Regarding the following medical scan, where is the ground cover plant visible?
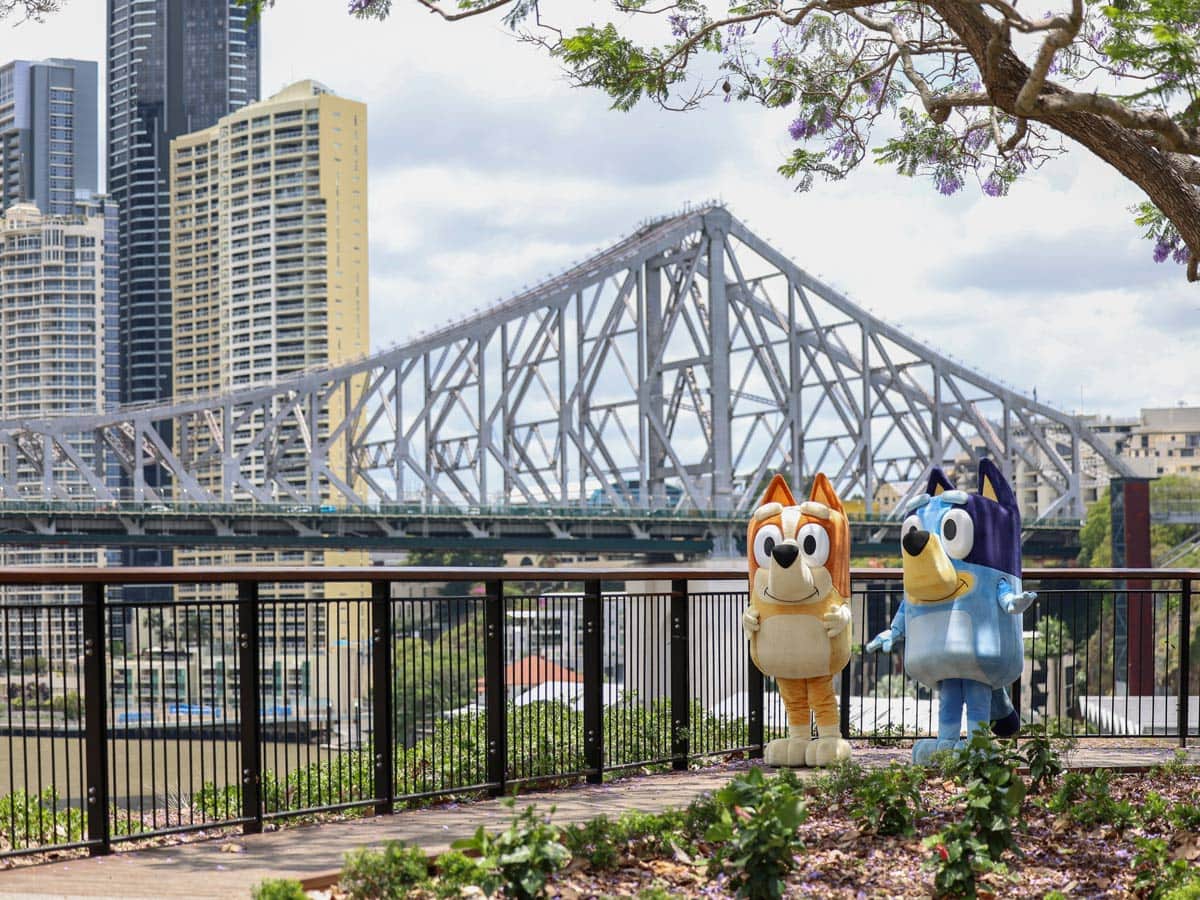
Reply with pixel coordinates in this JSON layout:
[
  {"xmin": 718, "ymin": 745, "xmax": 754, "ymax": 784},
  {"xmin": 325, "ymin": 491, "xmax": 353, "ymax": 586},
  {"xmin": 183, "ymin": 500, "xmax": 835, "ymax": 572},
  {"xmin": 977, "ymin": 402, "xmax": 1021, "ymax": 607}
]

- [Given request] Collect every line in the records that contains the string "xmax", matching case exactly.

- [Worked solution]
  {"xmin": 718, "ymin": 745, "xmax": 754, "ymax": 784},
  {"xmin": 325, "ymin": 491, "xmax": 353, "ymax": 586},
  {"xmin": 183, "ymin": 500, "xmax": 835, "ymax": 572},
  {"xmin": 977, "ymin": 402, "xmax": 1021, "ymax": 607}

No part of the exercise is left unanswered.